EXERCISE AIM:
Return the whole listing below unchanged, line for line, with its original order, spacing and punctuation.

INPUT FOR THIS TASK:
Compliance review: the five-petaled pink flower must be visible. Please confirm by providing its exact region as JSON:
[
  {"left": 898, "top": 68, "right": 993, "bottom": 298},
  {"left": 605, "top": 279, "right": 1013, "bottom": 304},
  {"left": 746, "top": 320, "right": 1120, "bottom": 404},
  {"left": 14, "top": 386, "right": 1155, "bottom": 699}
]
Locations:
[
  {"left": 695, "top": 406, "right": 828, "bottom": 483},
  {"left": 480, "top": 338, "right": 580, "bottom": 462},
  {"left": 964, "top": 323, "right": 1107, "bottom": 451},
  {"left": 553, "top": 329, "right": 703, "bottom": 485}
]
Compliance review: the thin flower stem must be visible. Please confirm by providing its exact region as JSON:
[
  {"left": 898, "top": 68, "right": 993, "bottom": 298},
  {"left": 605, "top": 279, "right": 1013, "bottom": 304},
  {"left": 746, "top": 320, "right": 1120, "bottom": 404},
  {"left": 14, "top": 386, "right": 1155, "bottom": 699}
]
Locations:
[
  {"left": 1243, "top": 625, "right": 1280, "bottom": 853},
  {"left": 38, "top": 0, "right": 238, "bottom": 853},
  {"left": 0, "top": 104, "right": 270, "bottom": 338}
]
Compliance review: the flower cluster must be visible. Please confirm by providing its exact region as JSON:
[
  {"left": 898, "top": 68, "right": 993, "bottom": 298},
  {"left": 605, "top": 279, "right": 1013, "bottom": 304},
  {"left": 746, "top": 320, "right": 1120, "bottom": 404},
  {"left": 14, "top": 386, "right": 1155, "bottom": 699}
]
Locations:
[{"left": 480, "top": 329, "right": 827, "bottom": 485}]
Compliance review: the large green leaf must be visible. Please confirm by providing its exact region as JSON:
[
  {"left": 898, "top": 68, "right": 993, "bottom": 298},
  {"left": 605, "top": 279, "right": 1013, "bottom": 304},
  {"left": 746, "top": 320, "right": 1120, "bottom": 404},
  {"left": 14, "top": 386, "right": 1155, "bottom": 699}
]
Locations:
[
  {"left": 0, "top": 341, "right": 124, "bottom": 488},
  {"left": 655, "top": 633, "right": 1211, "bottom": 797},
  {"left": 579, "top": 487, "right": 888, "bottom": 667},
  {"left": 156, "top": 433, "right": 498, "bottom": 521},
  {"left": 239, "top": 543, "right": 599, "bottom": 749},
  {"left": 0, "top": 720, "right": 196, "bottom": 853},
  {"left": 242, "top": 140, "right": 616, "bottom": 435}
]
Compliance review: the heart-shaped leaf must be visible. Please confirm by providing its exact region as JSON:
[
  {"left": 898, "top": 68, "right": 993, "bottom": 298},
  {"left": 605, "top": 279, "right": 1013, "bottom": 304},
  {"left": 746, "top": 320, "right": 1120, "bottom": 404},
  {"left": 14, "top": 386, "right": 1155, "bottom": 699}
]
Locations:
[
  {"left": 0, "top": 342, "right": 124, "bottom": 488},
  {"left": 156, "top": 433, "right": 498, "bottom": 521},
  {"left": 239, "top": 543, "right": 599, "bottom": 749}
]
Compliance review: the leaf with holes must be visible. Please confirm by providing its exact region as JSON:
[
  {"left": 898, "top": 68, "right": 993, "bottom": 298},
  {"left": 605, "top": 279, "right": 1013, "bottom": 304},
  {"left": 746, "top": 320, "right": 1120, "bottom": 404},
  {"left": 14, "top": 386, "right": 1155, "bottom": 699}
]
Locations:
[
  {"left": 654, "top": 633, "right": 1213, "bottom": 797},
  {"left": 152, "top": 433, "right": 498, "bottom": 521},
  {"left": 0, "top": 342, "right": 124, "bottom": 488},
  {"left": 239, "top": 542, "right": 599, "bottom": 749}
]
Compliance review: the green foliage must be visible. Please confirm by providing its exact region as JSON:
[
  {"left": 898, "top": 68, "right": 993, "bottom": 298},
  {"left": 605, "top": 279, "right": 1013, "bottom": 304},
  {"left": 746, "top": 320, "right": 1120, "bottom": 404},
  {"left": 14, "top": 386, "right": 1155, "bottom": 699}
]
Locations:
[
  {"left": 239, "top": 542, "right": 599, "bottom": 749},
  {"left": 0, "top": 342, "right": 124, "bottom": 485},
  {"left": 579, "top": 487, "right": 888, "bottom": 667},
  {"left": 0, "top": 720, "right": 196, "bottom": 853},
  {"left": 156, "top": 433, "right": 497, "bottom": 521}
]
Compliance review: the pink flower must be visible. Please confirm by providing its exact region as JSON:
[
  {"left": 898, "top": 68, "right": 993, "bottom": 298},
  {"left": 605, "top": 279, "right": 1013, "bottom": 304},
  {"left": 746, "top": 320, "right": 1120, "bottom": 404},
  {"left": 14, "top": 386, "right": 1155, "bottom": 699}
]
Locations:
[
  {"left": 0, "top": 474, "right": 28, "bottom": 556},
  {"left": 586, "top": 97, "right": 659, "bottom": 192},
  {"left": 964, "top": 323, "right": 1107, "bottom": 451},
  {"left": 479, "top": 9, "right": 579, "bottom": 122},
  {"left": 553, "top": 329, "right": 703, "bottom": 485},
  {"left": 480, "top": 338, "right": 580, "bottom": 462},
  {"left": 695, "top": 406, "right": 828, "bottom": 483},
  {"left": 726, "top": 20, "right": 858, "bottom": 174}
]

WRITTEN SOLUTION:
Compliance review: the five-petaled pink flower must be visible. Please confirm by providing its exact region as JSON:
[
  {"left": 898, "top": 68, "right": 993, "bottom": 298},
  {"left": 605, "top": 279, "right": 1013, "bottom": 304},
  {"left": 746, "top": 320, "right": 1120, "bottom": 404},
  {"left": 14, "top": 386, "right": 1155, "bottom": 699}
]
Locations:
[
  {"left": 695, "top": 406, "right": 828, "bottom": 483},
  {"left": 480, "top": 338, "right": 580, "bottom": 462},
  {"left": 964, "top": 323, "right": 1107, "bottom": 451},
  {"left": 553, "top": 329, "right": 703, "bottom": 485}
]
Compliance review: the thin flower stem must be visible. Please confirm by providing its exact region as JSON:
[
  {"left": 898, "top": 68, "right": 993, "bottom": 298},
  {"left": 605, "top": 279, "right": 1013, "bottom": 304},
  {"left": 746, "top": 320, "right": 1120, "bottom": 404},
  {"left": 14, "top": 386, "right": 1155, "bottom": 699}
]
Locations:
[
  {"left": 1243, "top": 625, "right": 1280, "bottom": 853},
  {"left": 38, "top": 0, "right": 238, "bottom": 853},
  {"left": 0, "top": 104, "right": 270, "bottom": 338}
]
Compliance review: the flower cluster must be visible. Please confirm by providing its exact region as JSON:
[
  {"left": 898, "top": 68, "right": 993, "bottom": 298},
  {"left": 605, "top": 279, "right": 1013, "bottom": 304},
  {"left": 746, "top": 320, "right": 1120, "bottom": 404},
  {"left": 14, "top": 386, "right": 1155, "bottom": 699}
]
Locations:
[{"left": 480, "top": 329, "right": 827, "bottom": 485}]
Compliance review: the large green leaf must be visible. Please confirm by providing its exact region as JSON:
[
  {"left": 898, "top": 68, "right": 993, "bottom": 298},
  {"left": 605, "top": 279, "right": 1013, "bottom": 304},
  {"left": 746, "top": 320, "right": 1120, "bottom": 404},
  {"left": 14, "top": 386, "right": 1155, "bottom": 699}
]
Locations:
[
  {"left": 0, "top": 341, "right": 124, "bottom": 488},
  {"left": 655, "top": 633, "right": 1211, "bottom": 797},
  {"left": 579, "top": 487, "right": 888, "bottom": 667},
  {"left": 156, "top": 433, "right": 498, "bottom": 521},
  {"left": 239, "top": 543, "right": 599, "bottom": 749},
  {"left": 0, "top": 720, "right": 196, "bottom": 853},
  {"left": 242, "top": 140, "right": 616, "bottom": 435}
]
Compliance review: the heart-shaped leaf must be visible. Please confirm by providing its exact region as JSON:
[
  {"left": 898, "top": 68, "right": 993, "bottom": 298},
  {"left": 605, "top": 279, "right": 1013, "bottom": 304},
  {"left": 746, "top": 320, "right": 1120, "bottom": 404},
  {"left": 14, "top": 386, "right": 1155, "bottom": 699}
]
Locations:
[
  {"left": 0, "top": 342, "right": 124, "bottom": 488},
  {"left": 156, "top": 433, "right": 498, "bottom": 521},
  {"left": 239, "top": 543, "right": 599, "bottom": 749}
]
Compliance review: the leaf with holes must be visible. Please confirm by providing its exact region as JSON:
[
  {"left": 898, "top": 68, "right": 993, "bottom": 298},
  {"left": 605, "top": 279, "right": 1013, "bottom": 304},
  {"left": 746, "top": 320, "right": 1120, "bottom": 404},
  {"left": 14, "top": 386, "right": 1155, "bottom": 699}
]
Locations:
[
  {"left": 654, "top": 633, "right": 1213, "bottom": 797},
  {"left": 152, "top": 433, "right": 498, "bottom": 521},
  {"left": 0, "top": 342, "right": 124, "bottom": 488},
  {"left": 239, "top": 542, "right": 599, "bottom": 749}
]
Compliance review: the green foliage must be visible. Please confirm by providing its exact region as JSON:
[
  {"left": 898, "top": 68, "right": 993, "bottom": 298},
  {"left": 605, "top": 279, "right": 1013, "bottom": 304},
  {"left": 746, "top": 320, "right": 1120, "bottom": 404},
  {"left": 14, "top": 386, "right": 1155, "bottom": 699}
]
Locations:
[
  {"left": 239, "top": 542, "right": 599, "bottom": 749},
  {"left": 0, "top": 342, "right": 124, "bottom": 485},
  {"left": 579, "top": 487, "right": 888, "bottom": 667},
  {"left": 0, "top": 720, "right": 196, "bottom": 853},
  {"left": 156, "top": 433, "right": 497, "bottom": 521}
]
Compliance review: the pink flower must be visible. Please confirm by providing its exact region as JSON:
[
  {"left": 898, "top": 68, "right": 993, "bottom": 298},
  {"left": 605, "top": 279, "right": 1013, "bottom": 304},
  {"left": 746, "top": 320, "right": 1120, "bottom": 404},
  {"left": 14, "top": 386, "right": 1155, "bottom": 699}
]
Locations:
[
  {"left": 0, "top": 474, "right": 28, "bottom": 556},
  {"left": 586, "top": 97, "right": 659, "bottom": 192},
  {"left": 964, "top": 323, "right": 1107, "bottom": 451},
  {"left": 479, "top": 9, "right": 579, "bottom": 122},
  {"left": 553, "top": 329, "right": 703, "bottom": 485},
  {"left": 480, "top": 338, "right": 580, "bottom": 462},
  {"left": 695, "top": 406, "right": 828, "bottom": 483},
  {"left": 726, "top": 20, "right": 858, "bottom": 174}
]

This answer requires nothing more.